### [DIRECTIONS]
Report each line in the records below that contains the string "guardrail", reproducing every such line unchanged.

### [DATA TO USE]

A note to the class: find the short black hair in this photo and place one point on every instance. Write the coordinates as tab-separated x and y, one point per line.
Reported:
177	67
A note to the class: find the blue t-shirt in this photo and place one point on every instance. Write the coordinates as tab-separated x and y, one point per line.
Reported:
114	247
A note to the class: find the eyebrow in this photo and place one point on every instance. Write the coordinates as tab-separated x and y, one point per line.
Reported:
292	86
--
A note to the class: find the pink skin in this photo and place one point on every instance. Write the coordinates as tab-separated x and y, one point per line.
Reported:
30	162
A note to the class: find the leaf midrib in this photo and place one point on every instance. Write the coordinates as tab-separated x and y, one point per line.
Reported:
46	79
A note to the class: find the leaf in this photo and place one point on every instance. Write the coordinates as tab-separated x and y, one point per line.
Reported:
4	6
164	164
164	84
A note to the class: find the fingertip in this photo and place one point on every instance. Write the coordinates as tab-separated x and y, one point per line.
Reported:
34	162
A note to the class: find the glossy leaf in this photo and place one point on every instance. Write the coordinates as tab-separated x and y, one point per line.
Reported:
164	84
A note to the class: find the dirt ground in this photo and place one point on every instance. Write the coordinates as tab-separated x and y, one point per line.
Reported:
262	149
==
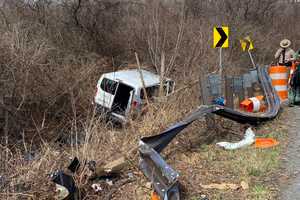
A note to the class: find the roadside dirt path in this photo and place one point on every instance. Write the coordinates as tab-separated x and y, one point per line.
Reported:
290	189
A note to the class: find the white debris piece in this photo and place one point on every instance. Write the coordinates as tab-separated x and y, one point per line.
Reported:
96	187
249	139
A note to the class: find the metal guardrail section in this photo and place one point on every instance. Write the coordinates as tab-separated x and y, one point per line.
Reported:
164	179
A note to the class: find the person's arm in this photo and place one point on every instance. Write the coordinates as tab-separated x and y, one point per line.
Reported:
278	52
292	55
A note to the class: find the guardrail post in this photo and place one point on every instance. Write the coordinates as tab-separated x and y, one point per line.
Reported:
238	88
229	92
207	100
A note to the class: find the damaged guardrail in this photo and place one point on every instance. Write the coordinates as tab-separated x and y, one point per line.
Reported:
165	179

### [RESULT FOR THIS EXERCISE]
A note to the class: find the metal guardrail section in this photo and place one point on every instance. Write the coordinates as tab-separated x and y, one point per line.
A note to the class: find the guardrail post in this photo and place one point on every instance. Write the coordinates as tab-separated x and y, one point per line.
A note to the class: find the damaged guardrail in this photo and place one point on every instance. Write the coordinates as tab-separated x and y, one point per line.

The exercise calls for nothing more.